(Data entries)
----

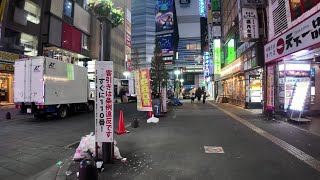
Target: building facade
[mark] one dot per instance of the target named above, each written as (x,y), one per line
(143,32)
(20,32)
(242,61)
(292,56)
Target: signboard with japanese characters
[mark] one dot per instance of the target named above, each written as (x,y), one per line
(248,25)
(137,86)
(104,101)
(216,17)
(253,3)
(295,39)
(145,93)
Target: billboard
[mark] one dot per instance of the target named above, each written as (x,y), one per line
(204,34)
(104,109)
(165,42)
(142,79)
(164,15)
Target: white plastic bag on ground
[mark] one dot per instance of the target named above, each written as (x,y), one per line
(87,143)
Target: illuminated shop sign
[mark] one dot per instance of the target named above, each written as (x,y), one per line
(206,67)
(234,67)
(231,51)
(217,56)
(202,8)
(215,4)
(299,96)
(300,37)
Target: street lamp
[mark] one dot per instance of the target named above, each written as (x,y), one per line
(126,74)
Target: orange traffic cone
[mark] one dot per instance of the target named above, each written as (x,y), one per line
(150,113)
(121,128)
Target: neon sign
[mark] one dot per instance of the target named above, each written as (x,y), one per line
(217,56)
(202,8)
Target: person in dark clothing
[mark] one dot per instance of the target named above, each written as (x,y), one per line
(204,96)
(122,93)
(198,94)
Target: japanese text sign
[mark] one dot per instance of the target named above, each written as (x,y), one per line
(145,92)
(298,38)
(248,25)
(104,101)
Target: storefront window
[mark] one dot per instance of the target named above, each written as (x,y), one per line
(68,7)
(33,10)
(30,44)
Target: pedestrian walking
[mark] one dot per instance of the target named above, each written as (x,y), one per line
(192,95)
(198,94)
(204,97)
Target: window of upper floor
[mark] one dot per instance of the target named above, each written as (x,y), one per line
(33,12)
(68,8)
(298,7)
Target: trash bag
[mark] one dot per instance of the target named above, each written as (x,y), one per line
(87,144)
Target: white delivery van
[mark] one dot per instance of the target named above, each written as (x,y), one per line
(44,86)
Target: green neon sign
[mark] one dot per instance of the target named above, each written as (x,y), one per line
(231,51)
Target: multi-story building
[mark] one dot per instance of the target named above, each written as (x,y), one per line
(143,32)
(292,55)
(242,62)
(20,32)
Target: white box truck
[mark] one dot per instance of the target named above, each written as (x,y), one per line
(44,86)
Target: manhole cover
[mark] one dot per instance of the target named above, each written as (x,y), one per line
(213,149)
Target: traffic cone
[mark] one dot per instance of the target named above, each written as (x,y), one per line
(150,113)
(121,128)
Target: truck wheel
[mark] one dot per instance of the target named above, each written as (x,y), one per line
(90,107)
(63,112)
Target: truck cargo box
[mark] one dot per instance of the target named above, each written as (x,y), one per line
(47,81)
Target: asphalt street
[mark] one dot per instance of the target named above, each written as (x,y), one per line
(30,146)
(174,148)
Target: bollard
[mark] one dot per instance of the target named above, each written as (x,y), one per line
(88,170)
(134,123)
(8,115)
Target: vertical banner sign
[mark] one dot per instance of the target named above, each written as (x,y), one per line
(137,86)
(248,25)
(104,101)
(270,88)
(217,56)
(145,90)
(164,100)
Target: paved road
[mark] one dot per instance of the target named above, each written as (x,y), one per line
(174,148)
(29,146)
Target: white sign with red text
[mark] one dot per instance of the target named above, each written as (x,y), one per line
(104,108)
(295,39)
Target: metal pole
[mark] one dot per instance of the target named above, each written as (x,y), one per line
(105,54)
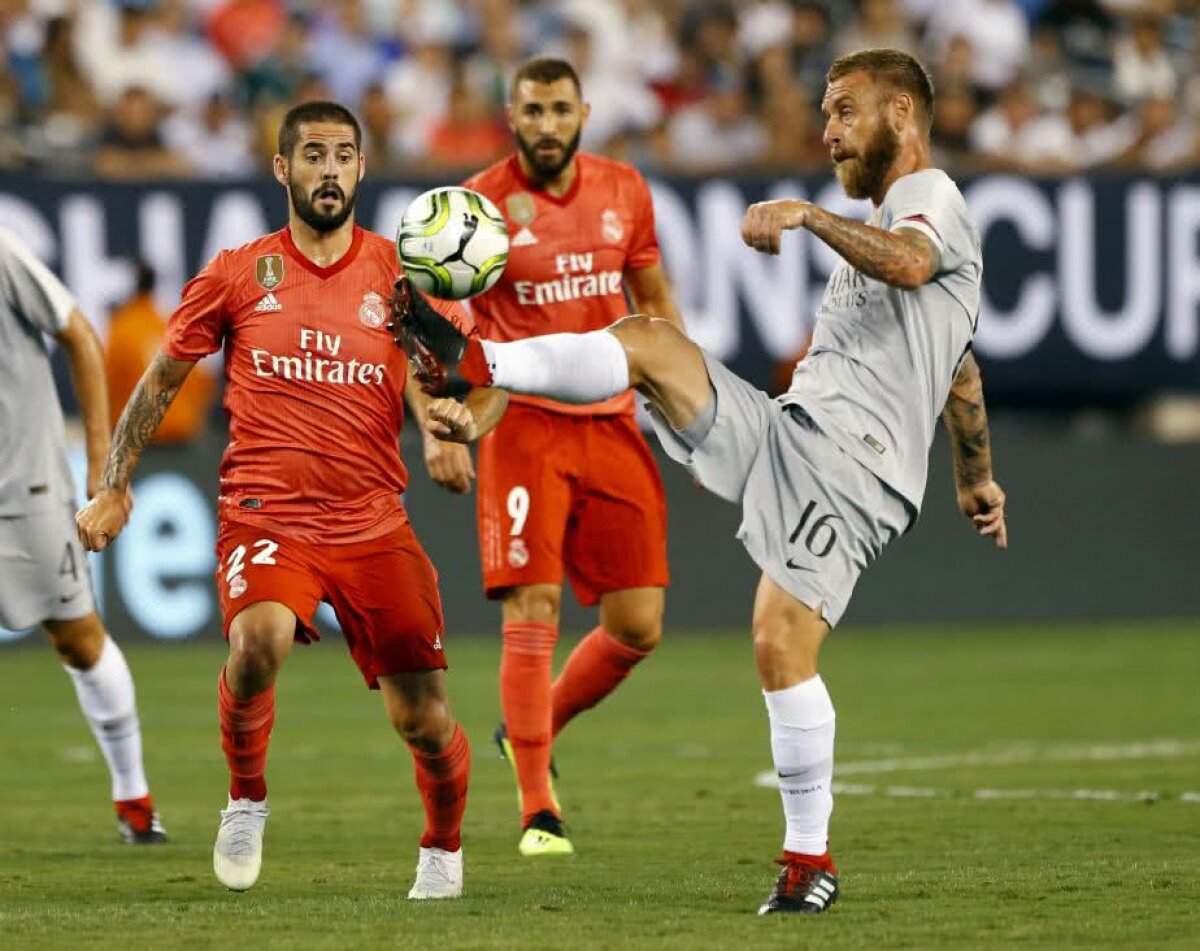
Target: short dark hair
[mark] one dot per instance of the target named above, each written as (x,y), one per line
(893,67)
(545,70)
(315,111)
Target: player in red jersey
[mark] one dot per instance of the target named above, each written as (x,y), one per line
(310,506)
(565,488)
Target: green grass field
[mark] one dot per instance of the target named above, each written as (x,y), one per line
(675,839)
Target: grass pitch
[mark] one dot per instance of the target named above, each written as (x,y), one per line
(936,728)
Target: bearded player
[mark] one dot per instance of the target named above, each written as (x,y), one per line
(564,488)
(833,471)
(311,484)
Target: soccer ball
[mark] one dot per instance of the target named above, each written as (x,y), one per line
(453,243)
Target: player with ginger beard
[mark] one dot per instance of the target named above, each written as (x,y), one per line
(311,483)
(829,473)
(564,489)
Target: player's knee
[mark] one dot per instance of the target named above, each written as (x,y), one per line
(426,728)
(77,643)
(538,604)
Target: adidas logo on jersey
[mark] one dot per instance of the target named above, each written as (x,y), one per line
(269,304)
(523,238)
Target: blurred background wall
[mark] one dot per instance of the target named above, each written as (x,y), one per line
(136,137)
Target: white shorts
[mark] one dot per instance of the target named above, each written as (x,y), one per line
(811,516)
(43,569)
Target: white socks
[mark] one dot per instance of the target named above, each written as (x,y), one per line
(569,368)
(106,697)
(802,728)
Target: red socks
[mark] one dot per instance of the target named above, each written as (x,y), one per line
(594,669)
(526,667)
(245,735)
(442,779)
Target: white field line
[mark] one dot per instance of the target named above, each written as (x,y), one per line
(1025,753)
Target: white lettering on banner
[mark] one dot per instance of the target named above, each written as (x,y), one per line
(1011,334)
(1183,274)
(237,217)
(165,560)
(99,282)
(1110,335)
(161,220)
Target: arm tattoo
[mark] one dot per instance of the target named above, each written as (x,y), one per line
(141,418)
(966,419)
(903,258)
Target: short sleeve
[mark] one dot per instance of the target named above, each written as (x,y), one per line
(643,243)
(197,327)
(929,202)
(31,288)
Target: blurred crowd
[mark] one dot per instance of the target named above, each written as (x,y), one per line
(144,89)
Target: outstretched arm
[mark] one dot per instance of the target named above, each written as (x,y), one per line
(87,359)
(101,520)
(966,419)
(901,258)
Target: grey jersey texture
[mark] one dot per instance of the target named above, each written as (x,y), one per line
(34,472)
(882,359)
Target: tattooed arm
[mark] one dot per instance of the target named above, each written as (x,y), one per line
(903,258)
(101,520)
(966,419)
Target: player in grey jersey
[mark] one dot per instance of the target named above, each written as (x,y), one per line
(832,471)
(43,572)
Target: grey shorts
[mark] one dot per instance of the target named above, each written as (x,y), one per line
(811,516)
(43,570)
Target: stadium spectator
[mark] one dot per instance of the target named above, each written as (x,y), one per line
(1141,64)
(215,141)
(136,330)
(132,147)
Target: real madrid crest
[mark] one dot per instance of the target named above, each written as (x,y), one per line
(269,271)
(611,227)
(373,311)
(521,208)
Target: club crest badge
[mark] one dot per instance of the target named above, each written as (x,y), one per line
(269,271)
(373,311)
(611,227)
(521,208)
(519,555)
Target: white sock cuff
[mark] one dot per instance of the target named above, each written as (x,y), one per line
(805,706)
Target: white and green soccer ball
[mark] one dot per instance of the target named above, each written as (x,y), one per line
(453,243)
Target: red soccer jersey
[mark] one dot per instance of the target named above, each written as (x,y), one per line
(313,384)
(568,256)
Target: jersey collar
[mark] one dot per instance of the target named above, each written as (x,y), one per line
(559,199)
(337,267)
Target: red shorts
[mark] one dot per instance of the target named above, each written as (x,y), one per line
(574,492)
(383,591)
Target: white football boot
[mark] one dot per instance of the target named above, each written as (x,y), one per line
(438,874)
(238,855)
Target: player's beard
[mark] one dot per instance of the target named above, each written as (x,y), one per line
(864,174)
(544,169)
(321,221)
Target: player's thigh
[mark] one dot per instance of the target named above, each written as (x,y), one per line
(385,596)
(43,570)
(813,518)
(721,455)
(525,497)
(665,366)
(258,568)
(617,532)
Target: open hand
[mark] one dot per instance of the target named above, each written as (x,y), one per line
(984,504)
(102,519)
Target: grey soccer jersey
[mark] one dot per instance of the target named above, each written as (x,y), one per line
(882,359)
(34,473)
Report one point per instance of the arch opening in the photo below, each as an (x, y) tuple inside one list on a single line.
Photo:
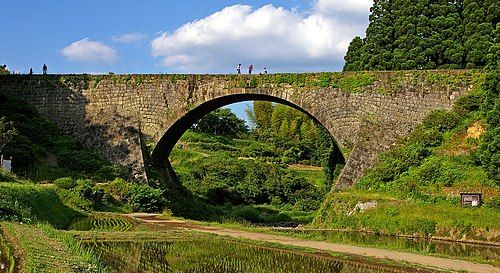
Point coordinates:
[(216, 156), (166, 143)]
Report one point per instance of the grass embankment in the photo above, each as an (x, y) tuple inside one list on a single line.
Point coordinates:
[(31, 203), (44, 249)]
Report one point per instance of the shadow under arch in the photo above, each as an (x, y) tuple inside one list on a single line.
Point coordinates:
[(160, 154)]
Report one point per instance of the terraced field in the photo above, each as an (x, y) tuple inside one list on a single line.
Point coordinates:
[(102, 224)]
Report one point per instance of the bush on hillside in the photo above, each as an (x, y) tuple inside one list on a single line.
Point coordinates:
[(66, 183), (145, 199), (441, 120), (468, 104)]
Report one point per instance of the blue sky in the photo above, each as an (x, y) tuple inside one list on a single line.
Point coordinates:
[(191, 36)]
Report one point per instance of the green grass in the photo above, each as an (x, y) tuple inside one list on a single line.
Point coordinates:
[(48, 250), (33, 203), (396, 216)]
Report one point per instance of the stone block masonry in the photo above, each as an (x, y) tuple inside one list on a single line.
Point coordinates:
[(364, 111)]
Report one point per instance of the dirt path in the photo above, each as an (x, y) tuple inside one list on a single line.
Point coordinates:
[(433, 262)]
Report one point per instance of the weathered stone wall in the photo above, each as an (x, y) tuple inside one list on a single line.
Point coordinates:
[(365, 112)]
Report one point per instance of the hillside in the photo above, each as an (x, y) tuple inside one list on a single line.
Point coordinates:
[(42, 152), (245, 179)]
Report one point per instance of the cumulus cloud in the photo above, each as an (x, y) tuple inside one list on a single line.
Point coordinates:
[(130, 37), (274, 37), (89, 51)]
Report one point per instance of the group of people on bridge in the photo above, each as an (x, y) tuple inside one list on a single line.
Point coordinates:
[(250, 69), (44, 69)]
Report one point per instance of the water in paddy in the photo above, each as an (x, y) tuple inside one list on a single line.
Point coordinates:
[(7, 262), (222, 255), (451, 249)]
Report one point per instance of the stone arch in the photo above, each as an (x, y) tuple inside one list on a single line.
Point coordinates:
[(172, 135)]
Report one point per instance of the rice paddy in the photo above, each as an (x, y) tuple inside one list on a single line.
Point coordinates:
[(207, 253), (102, 224)]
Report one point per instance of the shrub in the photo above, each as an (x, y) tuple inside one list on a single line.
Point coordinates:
[(145, 199), (66, 183), (89, 191), (470, 103), (493, 203), (489, 153), (441, 120)]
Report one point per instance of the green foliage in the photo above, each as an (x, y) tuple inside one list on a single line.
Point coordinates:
[(441, 120), (489, 153), (494, 203), (221, 122), (294, 136), (141, 198), (406, 35), (353, 83), (145, 199), (4, 70), (489, 149), (66, 183), (7, 133)]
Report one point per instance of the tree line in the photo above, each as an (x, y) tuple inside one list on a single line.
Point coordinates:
[(425, 34)]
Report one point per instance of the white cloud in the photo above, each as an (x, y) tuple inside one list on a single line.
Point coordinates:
[(130, 37), (273, 37), (89, 51), (351, 6)]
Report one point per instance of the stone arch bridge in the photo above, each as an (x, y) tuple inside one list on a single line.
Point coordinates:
[(117, 115)]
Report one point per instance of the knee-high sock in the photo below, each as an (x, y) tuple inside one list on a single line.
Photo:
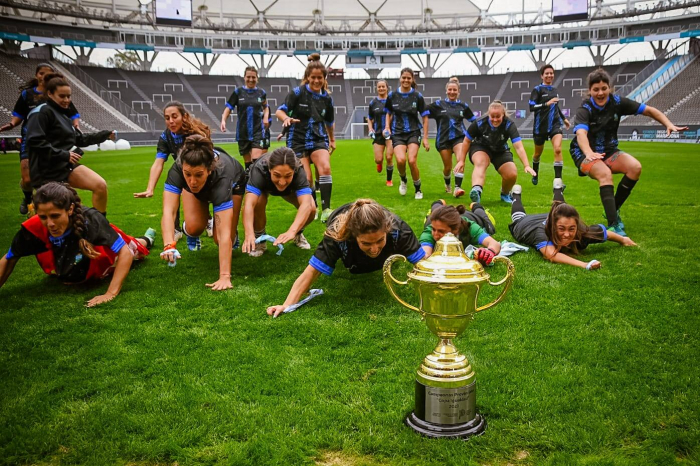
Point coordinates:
[(623, 191), (607, 196), (326, 184), (558, 167)]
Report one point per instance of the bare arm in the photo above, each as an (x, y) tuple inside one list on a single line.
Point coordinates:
[(6, 268), (156, 171), (301, 286), (124, 260), (223, 221)]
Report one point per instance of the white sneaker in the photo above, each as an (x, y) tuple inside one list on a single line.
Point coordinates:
[(260, 248), (301, 242)]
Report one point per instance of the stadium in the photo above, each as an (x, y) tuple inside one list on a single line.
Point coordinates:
[(575, 365)]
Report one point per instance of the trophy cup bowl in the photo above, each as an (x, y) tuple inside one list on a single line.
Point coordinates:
[(448, 285)]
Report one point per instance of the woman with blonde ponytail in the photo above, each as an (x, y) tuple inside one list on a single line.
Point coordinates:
[(362, 234), (75, 243)]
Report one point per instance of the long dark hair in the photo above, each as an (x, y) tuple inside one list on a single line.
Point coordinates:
[(63, 196), (34, 82), (563, 210)]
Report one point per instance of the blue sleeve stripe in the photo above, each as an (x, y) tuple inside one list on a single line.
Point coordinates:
[(416, 256), (118, 245), (543, 244), (316, 263), (605, 232), (225, 206), (253, 189), (173, 189)]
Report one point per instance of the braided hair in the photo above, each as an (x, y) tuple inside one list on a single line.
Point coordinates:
[(63, 196), (364, 216)]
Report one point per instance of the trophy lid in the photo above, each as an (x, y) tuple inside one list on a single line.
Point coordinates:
[(448, 264)]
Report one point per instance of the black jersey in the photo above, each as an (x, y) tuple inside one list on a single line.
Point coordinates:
[(251, 105), (314, 112), (260, 180), (69, 263), (407, 109), (529, 230), (377, 113), (548, 118), (494, 138), (449, 116), (169, 144), (400, 240), (602, 123), (220, 184), (50, 138)]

----

* Problem statement: Please rewrite the entries starting at the line containing "Report one point per instance of the hillside" and ending at the line containing "[(42, 152), (245, 179)]", substituting "Marked positions" for "Point coordinates" and keeping everything else the same.

* Worked solution:
Report one point per instance of the hillside in the photo above, each as an (x, y) tuple inside one list on a single line.
Marked positions:
[(42, 152), (245, 179)]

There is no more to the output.